_DOCUMENT_.
Fascinating. I’m sure this will be an original and compelling argument.
Getting rid of free will “completely strikes at our sense of identity and autonomy and where we get meaning from,” Dr. Sapolsky said, and this makes the idea particularly hard to shake.
If it’s so hard to shake, I wonder why anyone feels a need to give his opinion more weight than what is most obvious and essential to our experience. Why would anyone assume The Science has any special authority here?
That’s not just me whistling Dixie. This brand of skeptical attack on freedom leads its advocates to disprove their own conclusions in the act of arguing for it. Arguing against free will requires a few inconvenient assumptions related to that very same sense of autonomy and meaning
First, there’s such a thing as an argument or a reason. If everything is “really” the particles and fields of physical reality, there is no such thing. It’s all atoms buzzing at atoms.

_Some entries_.

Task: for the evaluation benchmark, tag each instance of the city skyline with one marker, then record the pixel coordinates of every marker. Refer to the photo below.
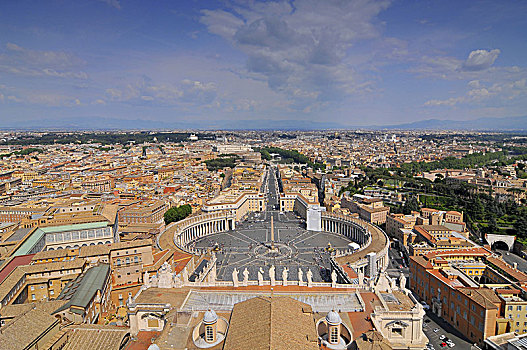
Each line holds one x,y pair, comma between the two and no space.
343,63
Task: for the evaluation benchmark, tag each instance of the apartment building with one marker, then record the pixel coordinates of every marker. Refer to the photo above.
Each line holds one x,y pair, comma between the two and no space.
449,281
144,212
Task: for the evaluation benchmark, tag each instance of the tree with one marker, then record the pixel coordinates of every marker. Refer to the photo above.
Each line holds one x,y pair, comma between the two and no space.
411,204
177,213
493,225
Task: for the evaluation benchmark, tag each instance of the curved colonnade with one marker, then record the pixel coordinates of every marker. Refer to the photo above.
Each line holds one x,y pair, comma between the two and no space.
370,238
192,228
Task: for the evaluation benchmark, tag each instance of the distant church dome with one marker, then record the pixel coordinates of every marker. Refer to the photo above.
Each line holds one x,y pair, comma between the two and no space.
333,318
210,317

_CHALLENGES_.
[a] In the passage on free will above the entries, translate the sentence "First, there’s such a thing as an argument or a reason." into Spanish.
[b] Extend the passage on free will, picking up right after its final sentence, "It’s all atoms buzzing at atoms."

_WRITTEN ANSWERS_.
[a] Primero, existe algo así como un argumento o una razón.

[b]
Second, it requires a person, who can understand the argument and act on the knowledge. If knowledge can change behavior, then ideas in the mind can cause physical events. Let’s see what Sapolsky has to say about that:
When most people think they’re discerning free will, what they mean is somebody intended to do what they did: Something has just happened; somebody pulled the trigger. They understood the consequences and knew that alternative behaviors were available.
But that doesn’t remotely begin to touch it, because you’ve got to ask: Where did that intent come from? That’s what happened a minute before, in the years before, and everything in between.
Dang.
He’s arguing that you meat-bots cannot respond to arguments.
Another thing that should catch your eye is how the free-will denier insists on using language that, in technical terms, involves normative, evaluative, and teleological terms. In plainer language, that’s talk of “should” and “good". There’s a way things can go right or wrong. There’s a worthy purpose for which we do an action.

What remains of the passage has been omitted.